* **DATA SHOWN**:
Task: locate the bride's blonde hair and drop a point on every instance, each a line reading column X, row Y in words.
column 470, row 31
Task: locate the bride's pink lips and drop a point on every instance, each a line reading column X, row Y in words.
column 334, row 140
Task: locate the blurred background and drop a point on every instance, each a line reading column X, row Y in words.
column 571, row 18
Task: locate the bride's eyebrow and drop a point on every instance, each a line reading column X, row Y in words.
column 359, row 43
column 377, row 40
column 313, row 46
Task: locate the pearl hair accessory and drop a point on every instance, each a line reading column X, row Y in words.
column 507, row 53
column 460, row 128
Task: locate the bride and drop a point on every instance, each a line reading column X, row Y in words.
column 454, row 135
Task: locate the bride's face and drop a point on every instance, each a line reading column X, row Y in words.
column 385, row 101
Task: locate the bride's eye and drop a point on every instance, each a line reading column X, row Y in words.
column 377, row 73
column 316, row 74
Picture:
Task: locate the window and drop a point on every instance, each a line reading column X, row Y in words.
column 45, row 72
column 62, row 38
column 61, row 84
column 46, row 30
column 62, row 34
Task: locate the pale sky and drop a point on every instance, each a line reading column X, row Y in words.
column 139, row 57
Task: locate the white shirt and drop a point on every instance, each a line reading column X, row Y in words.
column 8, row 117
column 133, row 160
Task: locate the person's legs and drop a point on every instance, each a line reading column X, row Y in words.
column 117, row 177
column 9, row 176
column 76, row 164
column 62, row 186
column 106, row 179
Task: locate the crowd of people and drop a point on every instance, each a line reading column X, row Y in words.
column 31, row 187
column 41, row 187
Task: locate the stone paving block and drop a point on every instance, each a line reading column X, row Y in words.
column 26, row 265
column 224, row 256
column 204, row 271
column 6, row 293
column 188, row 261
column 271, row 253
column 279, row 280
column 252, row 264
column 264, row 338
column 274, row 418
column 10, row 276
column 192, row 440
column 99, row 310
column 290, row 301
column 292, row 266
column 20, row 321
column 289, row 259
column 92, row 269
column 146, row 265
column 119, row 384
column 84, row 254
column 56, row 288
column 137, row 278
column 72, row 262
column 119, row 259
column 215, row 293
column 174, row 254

* **WHAT IS REQUIRED**: Repeat the rows from the line with "Task: locate the bride's eye and" up to and including the line with "column 41, row 187", word for word.

* **ANSWER IN FULL**:
Task: locate the bride's eye and drop a point on every instance, each a line reading column X, row Y in words.
column 377, row 73
column 316, row 74
Picture:
Task: locate the window and drop a point on every instance, each a line reading column X, row Y in words.
column 45, row 72
column 62, row 38
column 61, row 84
column 46, row 30
column 62, row 34
Task: locate the pale sky and drop a point on every instance, each a line reading column X, row Y in words.
column 139, row 57
Task: locate the white shirt and drop a point on every instance, each a line reading column X, row Y in words.
column 8, row 117
column 133, row 160
Task: locate the person's legs and drop a point on every instance, each a line reading column X, row Y in words.
column 117, row 177
column 9, row 176
column 76, row 164
column 62, row 186
column 106, row 179
Task: locate the crowd of people and drop a point on every instance, each a line reading column X, row Y in words.
column 31, row 187
column 41, row 187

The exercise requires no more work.